[Your task] Everything in the records below must be repeated exactly, except the pictures.
[Material shown]
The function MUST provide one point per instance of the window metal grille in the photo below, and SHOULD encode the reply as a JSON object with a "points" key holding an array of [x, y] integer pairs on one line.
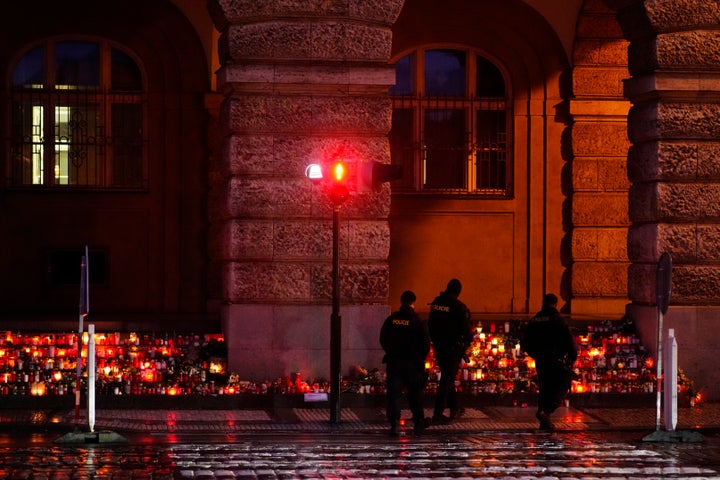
{"points": [[72, 127]]}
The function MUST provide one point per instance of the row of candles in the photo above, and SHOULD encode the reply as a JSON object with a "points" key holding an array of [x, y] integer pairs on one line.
{"points": [[132, 364]]}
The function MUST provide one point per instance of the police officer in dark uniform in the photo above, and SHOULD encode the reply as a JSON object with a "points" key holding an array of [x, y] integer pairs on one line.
{"points": [[548, 340], [404, 337], [451, 334]]}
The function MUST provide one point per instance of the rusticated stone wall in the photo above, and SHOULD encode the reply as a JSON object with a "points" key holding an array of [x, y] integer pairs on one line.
{"points": [[304, 81], [674, 127], [599, 147]]}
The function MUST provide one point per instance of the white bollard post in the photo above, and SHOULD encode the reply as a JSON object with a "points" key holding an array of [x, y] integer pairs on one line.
{"points": [[91, 377], [670, 381]]}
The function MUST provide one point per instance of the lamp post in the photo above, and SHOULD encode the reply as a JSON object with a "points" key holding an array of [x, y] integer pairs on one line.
{"points": [[338, 194], [335, 322]]}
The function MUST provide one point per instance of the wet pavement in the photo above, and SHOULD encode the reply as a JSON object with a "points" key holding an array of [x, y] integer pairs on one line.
{"points": [[489, 442], [498, 455]]}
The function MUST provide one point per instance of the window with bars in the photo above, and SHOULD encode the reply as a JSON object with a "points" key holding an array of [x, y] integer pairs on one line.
{"points": [[451, 124], [77, 117]]}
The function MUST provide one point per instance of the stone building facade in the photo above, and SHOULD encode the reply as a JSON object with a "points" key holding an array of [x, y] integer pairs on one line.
{"points": [[613, 116]]}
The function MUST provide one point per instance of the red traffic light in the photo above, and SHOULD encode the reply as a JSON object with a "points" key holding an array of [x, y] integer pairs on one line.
{"points": [[339, 172]]}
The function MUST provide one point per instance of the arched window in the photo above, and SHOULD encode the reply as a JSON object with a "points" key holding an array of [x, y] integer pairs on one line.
{"points": [[451, 124], [77, 117]]}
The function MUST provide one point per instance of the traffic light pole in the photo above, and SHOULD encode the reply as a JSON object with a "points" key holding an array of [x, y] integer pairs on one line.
{"points": [[335, 322]]}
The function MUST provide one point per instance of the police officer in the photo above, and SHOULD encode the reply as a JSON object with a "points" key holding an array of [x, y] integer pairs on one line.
{"points": [[548, 340], [405, 339], [451, 334]]}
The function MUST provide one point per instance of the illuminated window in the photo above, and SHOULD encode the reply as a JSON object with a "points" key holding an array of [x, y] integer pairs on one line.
{"points": [[450, 124], [77, 117]]}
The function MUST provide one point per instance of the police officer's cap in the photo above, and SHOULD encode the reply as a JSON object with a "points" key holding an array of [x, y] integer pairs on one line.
{"points": [[408, 296]]}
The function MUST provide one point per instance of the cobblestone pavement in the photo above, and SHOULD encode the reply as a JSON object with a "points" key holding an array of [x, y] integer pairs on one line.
{"points": [[497, 455]]}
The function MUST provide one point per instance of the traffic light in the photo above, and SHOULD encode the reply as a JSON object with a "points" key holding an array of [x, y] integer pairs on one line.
{"points": [[373, 174], [338, 183]]}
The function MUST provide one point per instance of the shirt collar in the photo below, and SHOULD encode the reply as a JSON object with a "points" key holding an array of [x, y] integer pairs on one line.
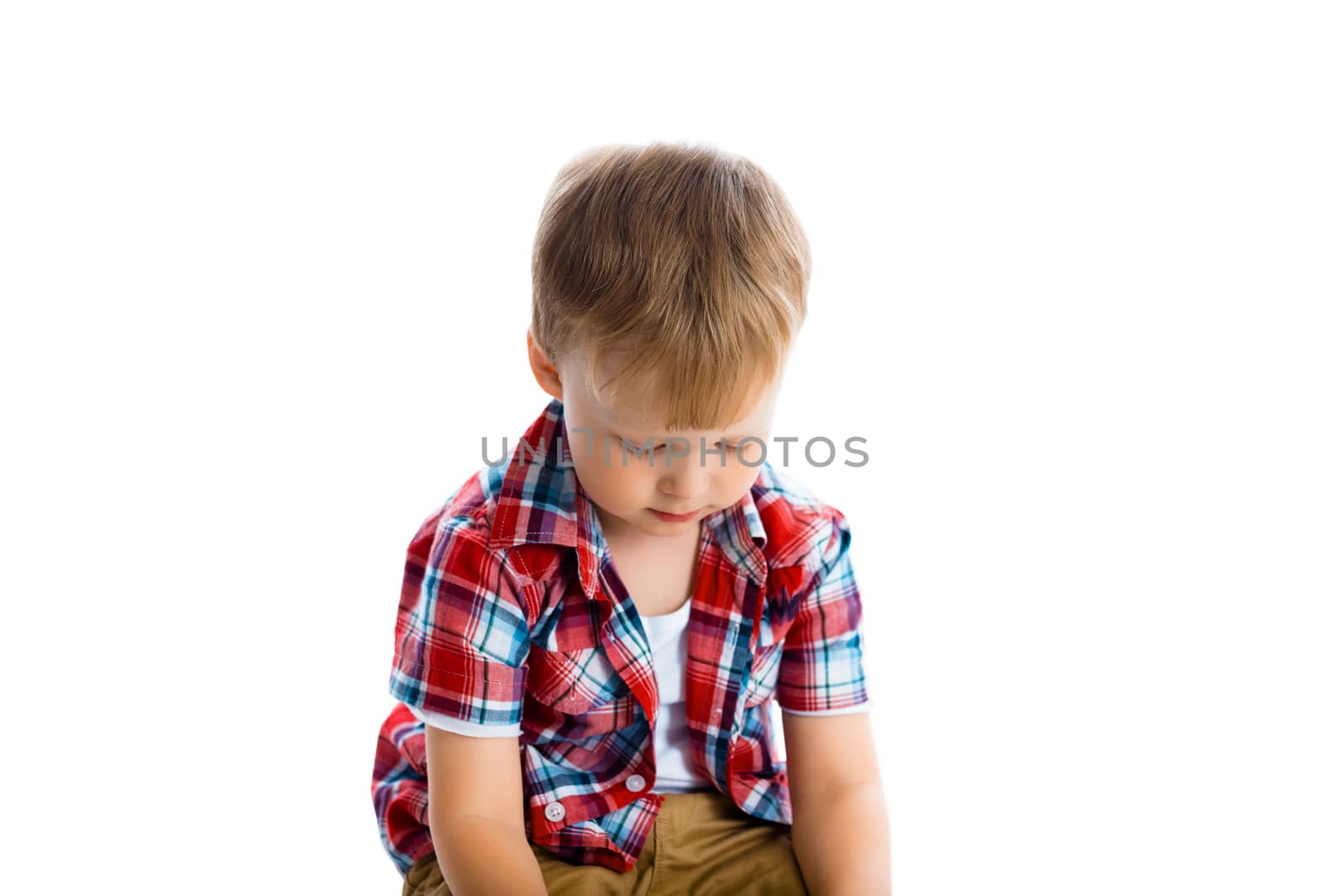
[/Material shown]
[Solution]
The function MUST provide one point per instance of the window metal grille in the photo below, and SHOULD encode the reply as a JSON object with a "points" key holding an array of [x, y] integer pairs on one line.
{"points": [[72, 127]]}
The function MUST provide one point per instance of the row of candles in the photo above, and SHOULD encode the reply as a JSON object with a "points" key holding an array of [x, y] integer pairs on one line.
{"points": [[132, 364]]}
The function MUST provide one point per instance of the police officer in dark uniform in the photo above, and SHOULD encode the reply as a JSON object with a "points" key holding an array of [x, y] integer pairs on one line.
{"points": [[548, 340], [404, 337], [451, 334]]}
The function MUST provide one point per instance of the rusticated stone wall in the photo above, and SHOULD encode the reply as a JSON object with a "points" key holding an array of [x, y] integer pairs on one line.
{"points": [[304, 81], [674, 127], [599, 147]]}
The function MUST provide one point per instance of the white bollard post in the photo above, and SHOULD encode the reply as a JSON object with a "points" key holding an array of [x, y] integer pairs on one line.
{"points": [[91, 377], [670, 381]]}
The function MUST provide one point per instance of the lamp post in the photo above, and SHOULD encode the reply as a JSON object with a "points" key holding an array of [x, y] integer pairs on one line.
{"points": [[338, 194], [335, 322]]}
The function MUST provide one point per instance of the wet pavement in the photo above, and SHOULD encode the reply as a JSON object with a "points" key holding an array of [x, y] integer pairs on one line.
{"points": [[489, 442], [498, 455]]}
The function MUST provide one point per instance of the window with bars in the photo above, and SHOULD encode the reply as a JSON object with a "points" key holding an array of [x, y] integer pairs on one line.
{"points": [[451, 124], [77, 117]]}
The function MUST provide one point per instance of the stone building facade in the photo above, and SHOULD encode the reply as a JSON object with a "points" key holding an array of [x, y] integer pairs on one line.
{"points": [[613, 116]]}
The function MUST provide one point per instance of the red traffic light in the photo above, and SHOULD encode the reply as a JSON object with a "points" key holding an array of [x, y] integer pairs on one line.
{"points": [[339, 172]]}
The function MUST provide one point per instance of the arched window in the photo above, and SHOULD encode the reply as a JSON object with a "points" key holding an array of [x, y] integer pairs on one line.
{"points": [[451, 124], [77, 117]]}
The function MUST provide one point per instance of the traffic light pole in the photo above, and SHOULD encode the reply as a JSON object with a "points" key holding an array of [x, y] integer pairs on one line.
{"points": [[335, 322]]}
The function MUST provide one point per instance of the police officer in the photo above, and SHOULD encode the reply as a JSON object with a "points" key holding an array of [x, y] integer pairs on one line.
{"points": [[548, 340], [405, 339], [451, 334]]}
The function MUST provide one point per instance of the illuminated window in the photo above, and SHOULD encode the reply as a JSON object with a "points" key holding an array of [x, y] integer pairs on one line.
{"points": [[450, 124], [77, 117]]}
The function MUST provide one point per instance of the police officer's cap in the photo above, and SHOULD encode the reply as a JSON object with a "points" key holding an array of [x, y] integer pairs on one line.
{"points": [[408, 296]]}
The function MUST provide one point per instance of the cobblestone pavement in the photo above, and SHOULD encode the reply as a JSON object with a "points" key holding an array of [x, y] integer pairs on one line.
{"points": [[497, 455]]}
The function MUST provide one point per instance of the traffic light in the photo above, and SHOULD encode the reply as a JSON object with a "points" key holding an array of [x, y] integer pairs on one line.
{"points": [[373, 174], [338, 183]]}
The function MUST provide one point per instance of the shirt collar in the photo below, and SHOULD encode the reply as a JSON object with a "points" key holding an array of [x, y] integer pairs on one line.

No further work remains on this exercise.